■ TEXT EXTRACT ■
----

The result of the Greek EU elections itself is a clear demonstration of this possibility. The two ruling parties, ND and PASOK, lost together 11.3% of the electorate, divided to a 7% loss for ND and a 4.3% loss for PASOK respectively. Moreover DIMAR, a breakup party from SYRIZA which had participated for a year in the government, lost a clear 5%. Yet, with the ruling parties suffering big losses, SYRIZA just managed to approach its June 2012 percentage, staying 0.5% below. Even if one takes the sum of the Left, including KKE and ANTARSYA, it turns out being just 1% above their June 2012 sum. This means that SYRIZA and the Greek Left as a whole were unable to attract any significant part of this mass of wavering people. They flowed to the largely apolitical Potami, to the ultra-Right (Golden Dawn and LAOS) and many smaller parties.
Yiannis Tolios, an eminent representative of the SYRIZA Left, admits in a first commentary of the results that SYRIZA’s failure to raise its percentage when the two governing parties suffered such serious losses, should be a cause for serious thought within SYRIZA. He considers that “apart from organizational weaknesses and its still small grounding in Greek society, a negative role was played by the weakening of SYRIZA’s radicalism in the period from the 2012 elections until now”. As a result, “the scaremongering [of the government] came off well… the disapproval against the coalition government parties benefited greatly smaller parties.”2
It is true indeed that during the last days before the elections scaremongering on the part of the government and its friendly media reached unprecedented heights. A SYRIZA victory was presented like a national danger, a prelude to destabilization and ruin. ANT1 television, the flagship of governmental propaganda, went even so far as to equate SYRIZA with Golden Dawn, systematically presenting both as equally big threats to democracy. However, SYRIZA’s inner weaknesses clearly lessened its ability to effectively counter that propaganda.
SYRIZA’s failure to augment its vote has been utilized by the ND-PASOK spokesmen to argue that the result was not really a SYRIZA victory at all. They also made use in this respect of some statements made by Alexis Tsipras, like his slogan “We vote in the 25 – In the 26 they go!” and his appeal to the Greek people to turn the vote to a referendum against the government. The Greek people, they conclude, did not respond to these calls.
These claims can be considered only as half true at most, since they ignore the specificity of the European elections. Indeed, one can assume that, had the election been a national one, SYRIZA would have attracted at least an additional 2-4% of the electorate, thus approaching 30%.
But it is here precisely that problems begin for SYRIZA, even if we view the result solely from the narrow electoral view of gaining a parliamentary majority. In contrast to ND, SYRIZA cannot count to other parties supporting its government, even in a half-hearted way. With KKE denouncing SYRIZA as an opportunistic pawn of the system and DIMAR being smashed, the only remaining possible, and rather unreliable, ally is Potami. This means that SYRIZA will have to take well above 30% in the coming elections, so as to be able to claim a self-reliant majority. However, this just does not come out of the EU elections result as a realistic possibility.
To put it in a slightly different way, SYRIZA’s problem is that it achieved its clear victory at the bottom rather than the top level predicted by the polls. Had it been a 4% victory by 30-26, then it would have been potentially decisive, for it would show a majority dynamic. As things stand now, clearly this is not the case.

----

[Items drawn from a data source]
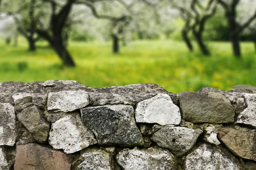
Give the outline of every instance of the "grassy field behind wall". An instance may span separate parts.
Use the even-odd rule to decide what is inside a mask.
[[[256,85],[256,52],[241,44],[241,59],[235,58],[228,42],[209,42],[211,57],[189,53],[182,42],[140,40],[111,52],[111,43],[71,42],[77,66],[64,68],[46,43],[29,52],[24,40],[17,47],[0,40],[0,82],[73,79],[93,87],[156,83],[170,92],[198,91],[203,86],[225,90],[237,84]]]

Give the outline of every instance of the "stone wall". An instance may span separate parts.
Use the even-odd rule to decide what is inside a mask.
[[[256,87],[0,83],[0,170],[256,170]]]

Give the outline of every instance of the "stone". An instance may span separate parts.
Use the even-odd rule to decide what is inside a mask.
[[[156,95],[156,93],[126,94],[89,93],[90,105],[123,104],[135,105],[137,102]]]
[[[14,108],[10,103],[0,103],[0,146],[13,146],[15,142]]]
[[[180,94],[182,117],[193,123],[231,123],[235,109],[219,93],[184,92]]]
[[[198,91],[199,93],[203,93],[203,92],[215,92],[215,93],[220,93],[222,94],[225,94],[227,93],[227,91],[222,90],[218,89],[217,88],[209,88],[208,87],[203,87],[200,90]]]
[[[17,141],[16,145],[26,144],[35,142],[31,134],[20,121],[15,123],[15,132],[16,140]]]
[[[229,92],[256,94],[256,87],[246,85],[236,85]]]
[[[114,170],[114,158],[105,151],[95,147],[80,152],[79,159],[73,163],[74,170]]]
[[[256,161],[256,130],[247,131],[233,128],[219,130],[218,137],[235,155]]]
[[[97,143],[93,132],[83,124],[80,115],[73,114],[52,124],[49,142],[55,149],[72,153]]]
[[[206,128],[206,133],[204,136],[204,140],[208,143],[218,145],[221,142],[217,137],[217,133],[213,132],[214,127],[208,126]]]
[[[187,153],[195,144],[203,131],[185,127],[154,125],[151,137],[158,146],[169,149],[177,156]]]
[[[89,104],[89,95],[86,91],[61,91],[48,94],[47,110],[67,112],[84,108]]]
[[[175,156],[166,150],[158,147],[147,149],[124,149],[116,156],[124,170],[175,170]]]
[[[6,159],[6,150],[3,147],[0,146],[0,170],[10,170],[10,167]]]
[[[140,102],[135,109],[137,122],[178,125],[181,119],[179,107],[167,94],[158,94]]]
[[[235,124],[241,124],[256,128],[256,94],[244,94],[246,108],[238,114]]]
[[[142,145],[131,105],[105,105],[80,109],[84,123],[94,133],[100,145]]]
[[[35,106],[24,109],[17,115],[19,121],[39,143],[47,141],[50,125],[44,118],[43,113]]]
[[[239,161],[227,149],[203,143],[185,158],[185,170],[242,169]]]
[[[235,108],[236,114],[242,112],[246,108],[243,94],[236,92],[228,93],[224,95],[230,101],[231,105]]]
[[[36,144],[17,145],[14,170],[70,170],[72,156]]]

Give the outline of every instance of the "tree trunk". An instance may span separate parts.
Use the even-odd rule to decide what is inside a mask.
[[[235,31],[232,31],[230,34],[230,40],[232,43],[233,52],[235,56],[238,58],[241,57],[241,52],[238,33]]]
[[[203,42],[201,34],[194,32],[194,35],[195,36],[196,42],[200,48],[200,50],[203,54],[207,56],[209,56],[210,55],[210,52],[207,48],[206,45]]]
[[[29,51],[35,51],[35,42],[33,39],[28,39],[29,42]]]
[[[183,38],[184,41],[185,41],[185,42],[186,43],[188,48],[189,48],[189,50],[191,52],[193,51],[194,49],[193,45],[192,45],[192,43],[190,41],[190,40],[189,40],[188,36],[188,31],[186,30],[182,30],[182,37]]]
[[[62,60],[64,65],[71,67],[75,66],[75,62],[64,45],[60,34],[54,36],[54,41],[52,42],[52,46]]]
[[[113,53],[118,53],[119,52],[119,39],[116,35],[113,35]]]

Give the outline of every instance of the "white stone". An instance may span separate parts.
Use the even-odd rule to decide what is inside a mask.
[[[213,132],[212,127],[208,126],[206,128],[206,133],[204,138],[204,140],[208,143],[218,145],[220,144],[221,142],[217,138],[217,133]]]
[[[135,116],[137,122],[157,123],[162,126],[179,125],[181,119],[179,107],[166,94],[159,94],[138,103]]]
[[[116,161],[125,170],[176,169],[175,157],[158,147],[147,149],[125,149],[116,155]]]
[[[0,145],[13,146],[15,142],[14,107],[0,103]]]
[[[227,149],[203,144],[185,159],[185,170],[240,170],[239,161]]]
[[[6,153],[3,147],[0,146],[0,170],[9,169],[9,165],[6,157]]]
[[[47,109],[67,112],[84,108],[89,104],[89,95],[86,91],[61,91],[48,94]]]
[[[32,102],[32,96],[27,93],[16,93],[14,94],[12,98],[16,105]]]
[[[256,94],[243,94],[247,108],[238,114],[235,124],[248,125],[256,128]]]
[[[78,114],[68,116],[52,123],[49,141],[54,149],[63,149],[66,153],[73,153],[97,143],[93,133],[84,125]]]

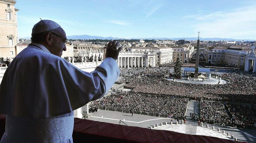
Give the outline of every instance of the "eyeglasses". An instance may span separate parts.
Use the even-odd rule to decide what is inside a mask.
[[[54,35],[55,35],[57,36],[58,36],[59,37],[60,37],[63,39],[63,40],[62,40],[62,42],[63,42],[63,43],[64,43],[64,45],[66,45],[66,44],[67,42],[67,39],[66,39],[64,38],[63,38],[60,36],[58,35],[55,34],[55,33],[53,33],[52,32],[51,32],[51,33],[52,33],[54,34]]]

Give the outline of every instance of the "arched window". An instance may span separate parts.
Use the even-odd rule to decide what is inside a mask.
[[[6,11],[6,18],[7,20],[11,20],[13,19],[13,10],[11,8],[7,8]]]
[[[8,38],[8,41],[9,42],[9,46],[13,46],[13,40],[14,39],[14,36],[13,35],[9,35],[7,36]]]

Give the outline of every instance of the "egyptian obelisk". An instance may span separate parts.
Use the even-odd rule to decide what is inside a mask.
[[[196,63],[195,67],[195,74],[194,78],[197,78],[198,76],[198,66],[199,65],[199,46],[200,40],[199,40],[199,33],[198,32],[198,39],[197,39],[197,52],[196,54]]]

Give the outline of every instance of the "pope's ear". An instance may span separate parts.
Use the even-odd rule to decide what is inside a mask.
[[[53,37],[51,33],[49,32],[46,37],[46,43],[49,45],[51,45],[52,43]]]

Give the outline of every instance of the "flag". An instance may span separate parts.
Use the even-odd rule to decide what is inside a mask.
[[[169,118],[172,118],[172,115],[168,115],[168,117]]]

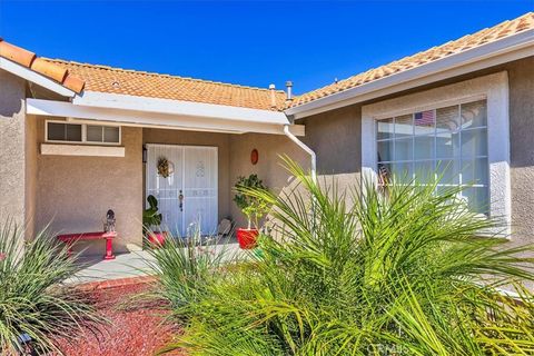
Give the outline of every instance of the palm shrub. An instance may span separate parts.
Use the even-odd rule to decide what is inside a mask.
[[[75,258],[67,257],[46,230],[24,243],[24,231],[11,220],[0,227],[0,348],[23,353],[31,338],[38,354],[61,350],[58,337],[80,330],[80,322],[101,322],[88,299],[62,281],[72,277]]]
[[[314,182],[266,201],[276,221],[261,254],[202,285],[182,308],[190,355],[530,355],[533,248],[495,235],[437,182]],[[352,198],[353,204],[347,204]],[[313,214],[312,214],[313,211]],[[493,235],[492,235],[493,234]],[[522,257],[527,256],[527,257]],[[179,283],[179,281],[176,281]],[[521,303],[500,288],[515,289]]]
[[[156,288],[136,297],[146,301],[164,300],[180,319],[187,318],[182,310],[205,295],[206,286],[226,257],[225,248],[216,254],[208,244],[202,244],[198,225],[192,224],[189,233],[189,238],[169,233],[165,244],[147,249],[149,258],[145,260],[142,271],[148,270],[156,277]]]

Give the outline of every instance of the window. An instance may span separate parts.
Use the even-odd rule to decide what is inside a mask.
[[[81,125],[47,122],[48,141],[81,142]]]
[[[380,180],[390,174],[400,182],[441,176],[438,188],[465,187],[462,196],[469,207],[487,214],[486,107],[486,100],[478,100],[377,120]]]
[[[111,126],[87,126],[88,142],[119,144],[120,132],[118,127]]]
[[[379,181],[380,162],[412,177],[438,168],[442,185],[473,182],[464,198],[505,226],[495,234],[510,237],[508,105],[506,71],[364,105],[362,174]]]
[[[46,140],[52,142],[80,142],[120,145],[120,127],[47,121]]]

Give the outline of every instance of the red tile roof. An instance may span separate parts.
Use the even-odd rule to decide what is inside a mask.
[[[86,90],[138,97],[185,100],[264,110],[280,110],[285,105],[284,90],[245,87],[217,81],[160,75],[107,66],[44,59],[68,72],[83,78]]]
[[[433,47],[426,51],[405,57],[386,66],[369,69],[366,72],[340,80],[337,83],[306,92],[296,97],[291,102],[291,107],[300,106],[415,67],[421,67],[435,60],[531,29],[534,29],[534,12],[525,13],[514,20],[504,21],[495,27],[481,30],[474,34],[464,36],[461,39]]]
[[[534,12],[297,96],[290,106],[300,106],[531,29],[534,29]],[[265,110],[286,107],[281,90],[273,95],[269,89],[263,88],[39,58],[1,39],[0,57],[30,68],[78,93],[89,90]]]
[[[0,57],[29,68],[48,77],[75,92],[83,90],[83,80],[70,73],[67,69],[43,60],[23,48],[0,39]]]

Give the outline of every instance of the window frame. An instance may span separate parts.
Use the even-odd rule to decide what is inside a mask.
[[[81,141],[67,141],[67,140],[50,140],[48,139],[48,123],[62,123],[62,125],[77,125],[81,126]],[[102,128],[102,139],[103,139],[103,128],[112,127],[119,129],[119,141],[118,142],[96,142],[87,140],[87,127],[88,126],[100,126]],[[95,123],[79,123],[70,122],[66,120],[44,120],[44,142],[50,144],[65,144],[65,145],[91,145],[91,146],[121,146],[122,145],[122,127],[119,125],[102,125],[101,122]]]
[[[508,78],[505,71],[477,77],[362,107],[362,174],[378,184],[376,122],[389,117],[434,110],[443,107],[486,100],[488,212],[505,228],[494,234],[510,238],[512,198],[510,179]]]

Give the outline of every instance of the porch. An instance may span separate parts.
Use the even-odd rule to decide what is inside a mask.
[[[209,246],[202,246],[204,251],[214,256],[222,256],[222,260],[245,259],[247,251],[239,249],[235,238],[227,238]],[[150,276],[148,264],[154,257],[147,250],[118,254],[116,259],[102,260],[100,255],[80,257],[80,269],[66,280],[67,284],[102,283],[135,277]]]
[[[81,251],[83,261],[89,263],[77,276],[83,280],[139,274],[138,264],[146,257],[142,211],[149,195],[158,199],[165,230],[187,236],[195,222],[201,235],[212,236],[222,219],[237,227],[246,225],[233,201],[239,176],[257,174],[269,189],[280,191],[290,179],[279,166],[280,155],[309,166],[309,156],[284,135],[285,125],[298,136],[304,135],[304,128],[289,125],[279,116],[281,112],[270,111],[273,117],[243,121],[211,118],[209,122],[191,122],[190,117],[166,113],[168,122],[161,126],[160,113],[148,116],[101,107],[96,112],[92,107],[88,111],[65,105],[29,100],[29,123],[34,126],[30,146],[38,151],[32,221],[34,230],[49,226],[55,234],[99,231],[106,211],[115,211],[116,260],[99,261],[103,240],[75,245],[75,253]],[[118,112],[128,120],[119,120]],[[50,136],[52,125],[65,132],[65,140]],[[79,140],[67,137],[72,127],[79,128]],[[102,141],[89,141],[89,135],[99,129]],[[113,139],[112,132],[118,135],[116,141],[106,142],[106,135]],[[253,150],[257,161],[251,160]],[[160,158],[171,166],[167,177],[157,168]]]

----

Answer these questions using the text on the Greek EU elections:
(a) What share of the electorate did ND lose?
(b) Which television station does the text call the flagship of governmental propaganda?
(c) Which party is named as SYRIZA's only remaining possible ally?
Work only from the text on the Greek EU elections and ignore the material.

(a) 7%
(b) ANT1
(c) Potami